- [INPUT DATA]

◆ ◆ ◆

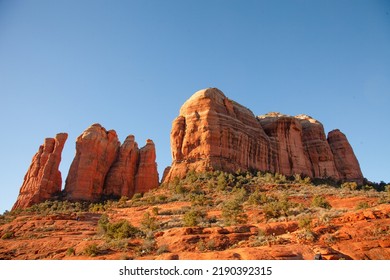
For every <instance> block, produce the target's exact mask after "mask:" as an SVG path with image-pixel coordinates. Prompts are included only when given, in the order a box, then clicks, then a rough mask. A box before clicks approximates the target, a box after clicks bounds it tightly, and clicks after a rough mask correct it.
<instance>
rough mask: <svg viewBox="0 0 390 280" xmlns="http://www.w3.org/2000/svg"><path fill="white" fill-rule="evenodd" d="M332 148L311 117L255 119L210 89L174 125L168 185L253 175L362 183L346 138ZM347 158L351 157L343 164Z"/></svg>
mask: <svg viewBox="0 0 390 280" xmlns="http://www.w3.org/2000/svg"><path fill="white" fill-rule="evenodd" d="M334 138H335V137H333V138H332V137H331V138H330V140H331V141H332V139H334ZM328 140H329V139H328ZM345 141H346V142H345ZM332 143H333V144H332V145H333V146H332V145H330V144H329V142H328V141H327V139H326V136H325V132H324V128H323V126H322V124H321V123H320V122H318V121H317V120H314V119H313V118H311V117H309V116H306V115H299V116H296V117H292V116H287V115H282V114H279V113H270V114H267V115H263V116H259V117H257V118H256V117H255V116H254V114H253V113H252V112H251V111H250V110H249V109H247V108H245V107H243V106H242V105H240V104H238V103H236V102H234V101H232V100H230V99H228V98H227V97H226V96H225V95H224V94H223V93H222V92H221V91H220V90H218V89H216V88H209V89H205V90H200V91H198V92H196V93H195V94H194V95H193V96H191V97H190V99H188V100H187V101H186V102H185V103H184V104H183V106H182V107H181V109H180V115H179V116H178V117H177V118H176V119H175V120H174V121H173V124H172V130H171V150H172V157H173V162H172V167H171V169H170V170H169V172H168V174H167V175H166V176H165V178H164V180H165V181H170V180H172V179H173V178H174V177H176V176H178V177H183V176H184V175H185V174H186V173H187V172H188V171H189V170H195V171H206V170H223V171H227V172H235V171H237V170H239V169H240V170H251V169H255V170H264V171H265V170H267V171H271V172H278V173H281V174H285V175H293V174H296V173H298V174H304V175H306V176H309V177H312V178H325V177H332V178H333V179H336V180H338V179H342V180H354V181H358V182H361V181H362V180H363V176H362V174H361V171H360V168H359V164H358V163H357V160H356V162H354V158H355V159H356V157H355V156H354V154H353V151H352V148H351V147H350V145H349V143H348V141H347V140H346V138H345V139H344V140H340V141H338V140H337V141H336V140H334V141H333V142H332ZM337 143H339V144H337ZM340 143H343V144H340ZM346 143H348V144H346ZM331 146H332V148H331ZM343 151H344V152H343ZM343 153H346V154H348V155H353V157H352V156H350V157H349V158H345V159H344V158H343ZM343 159H344V160H343ZM352 169H354V170H357V171H356V172H354V173H353V172H351V170H352ZM345 170H348V171H345Z"/></svg>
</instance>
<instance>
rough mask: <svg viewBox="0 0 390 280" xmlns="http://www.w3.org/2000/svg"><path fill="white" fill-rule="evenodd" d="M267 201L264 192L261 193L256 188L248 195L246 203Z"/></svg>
mask: <svg viewBox="0 0 390 280" xmlns="http://www.w3.org/2000/svg"><path fill="white" fill-rule="evenodd" d="M268 201H269V198H268V197H267V195H266V194H265V193H262V192H260V191H258V190H255V191H254V192H253V193H252V194H251V195H250V196H249V197H248V203H249V204H250V205H262V204H264V203H267V202H268Z"/></svg>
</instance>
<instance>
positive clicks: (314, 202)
mask: <svg viewBox="0 0 390 280" xmlns="http://www.w3.org/2000/svg"><path fill="white" fill-rule="evenodd" d="M311 206H312V207H321V208H325V209H330V208H332V206H331V205H330V203H329V202H328V201H327V200H326V199H325V198H324V197H323V196H320V195H316V196H314V197H313V200H312V202H311Z"/></svg>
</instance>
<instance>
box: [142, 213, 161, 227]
mask: <svg viewBox="0 0 390 280" xmlns="http://www.w3.org/2000/svg"><path fill="white" fill-rule="evenodd" d="M159 227H160V225H159V224H158V221H157V219H156V217H155V216H152V215H150V213H149V212H146V213H145V214H144V216H143V218H142V220H141V228H142V229H143V230H144V231H150V232H153V231H155V230H157V229H158V228H159Z"/></svg>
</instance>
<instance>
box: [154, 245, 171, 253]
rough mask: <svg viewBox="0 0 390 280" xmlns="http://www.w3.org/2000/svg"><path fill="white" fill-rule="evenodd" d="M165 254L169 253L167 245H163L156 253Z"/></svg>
mask: <svg viewBox="0 0 390 280" xmlns="http://www.w3.org/2000/svg"><path fill="white" fill-rule="evenodd" d="M164 253H169V247H168V245H167V244H163V245H161V246H160V247H159V248H158V249H157V251H156V254H157V255H161V254H164Z"/></svg>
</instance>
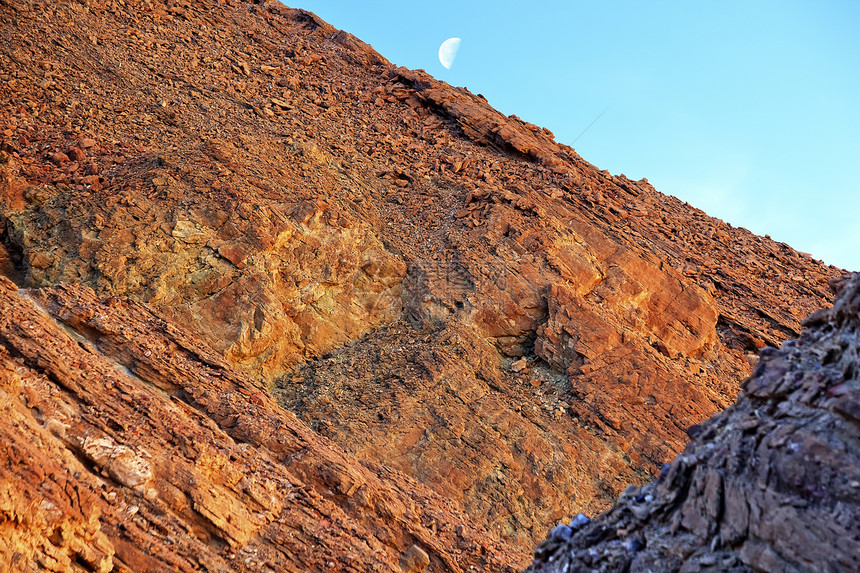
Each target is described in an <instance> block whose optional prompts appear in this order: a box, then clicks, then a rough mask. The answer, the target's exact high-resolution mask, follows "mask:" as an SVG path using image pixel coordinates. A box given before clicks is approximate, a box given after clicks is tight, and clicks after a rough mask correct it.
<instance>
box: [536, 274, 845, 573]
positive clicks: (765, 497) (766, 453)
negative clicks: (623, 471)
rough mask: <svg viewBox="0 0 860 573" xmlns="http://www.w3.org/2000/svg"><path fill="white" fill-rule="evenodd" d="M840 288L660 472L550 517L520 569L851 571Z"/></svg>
mask: <svg viewBox="0 0 860 573" xmlns="http://www.w3.org/2000/svg"><path fill="white" fill-rule="evenodd" d="M838 288H841V293H840V295H839V298H838V299H837V301H836V303H835V304H834V306H833V307H832V308H829V309H823V310H821V311H819V312H816V313H814V314H812V315H811V316H810V317H809V318H807V319H806V321H805V322H804V325H805V326H806V329H805V330H804V331H803V333H802V334H801V336H800V337H799V338H798V339H797V340H789V341H786V342H785V343H783V345H782V347H781V348H780V349H775V348H766V349H764V350H762V352H761V353H760V356H759V361H758V364H757V365H756V367H755V370H754V372H753V374H752V376H750V377H749V378H748V379H747V380H746V381H745V382H744V387H743V392H742V393H741V395H740V396H739V398H738V401H737V403H736V404H735V405H733V406H732V407H730V408H729V409H728V410H726V411H725V412H722V413H720V414H718V415H716V416H714V417H713V418H711V419H710V420H708V421H707V422H705V423H703V424H701V425H697V426H695V427H693V428H691V430H690V436H691V437H692V438H693V439H692V441H691V442H690V443H689V444H688V445H687V447H686V448H685V449H684V451H683V452H681V454H680V455H679V456H678V457H677V458H676V459H675V461H674V462H672V463H671V464H670V465H667V466H666V467H665V468H664V469H663V472H662V474H661V476H660V478H659V479H658V480H656V481H655V482H653V483H650V484H647V485H645V486H642V487H638V488H637V487H634V486H631V487H629V488H628V489H627V490H626V491H625V492H624V494H623V495H622V496H621V497H620V498H619V499H618V501H617V503H616V505H615V506H614V507H613V508H612V509H611V510H610V511H608V512H607V513H606V514H604V515H602V516H600V517H599V518H598V519H595V520H594V521H590V520H588V518H585V517H584V516H579V517H578V518H577V519H574V521H573V523H571V524H570V525H567V524H561V525H559V526H557V527H556V528H554V529H553V530H552V532H551V533H550V535H549V536H548V539H547V540H546V541H545V542H544V543H543V544H541V545H540V546H539V547H538V548H537V550H536V551H535V561H534V563H533V565H532V566H531V567H530V568H529V569H528V571H532V572H535V573H537V572H538V571H541V572H562V571H563V572H565V573H567V572H574V571H631V572H636V571H691V572H692V571H856V570H858V568H860V360H858V352H860V275H857V274H854V275H851V276H849V278H847V280H846V281H845V282H844V283H842V284H839V285H838Z"/></svg>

◆ ◆ ◆

- [WHAT YOU NEED TO DO]
Put the lines running from the start of the records through the line that contains "148L311 117L255 119L210", both included, into a JSON list of strings with one string per line. Leave out blank lines and the pictures.

- [EXERCISE OUTPUT]
[
  "For every <instance> block, produce the target's exact mask after \"mask:\" as an SVG path with image-pixel coordinates. Prompts are included only when given, in the order a box, then clicks, then a rough mask. A box before clicks approximates the target, a box after clicks bounds it tightly, and clicks after a rough mask correct it.",
  "<instance>",
  "rough mask: <svg viewBox=\"0 0 390 280\" xmlns=\"http://www.w3.org/2000/svg\"><path fill=\"white\" fill-rule=\"evenodd\" d=\"M332 148L311 117L255 119L210 89L174 125L168 185L253 175L362 183L346 138ZM347 158L351 157L343 164Z\"/></svg>"
]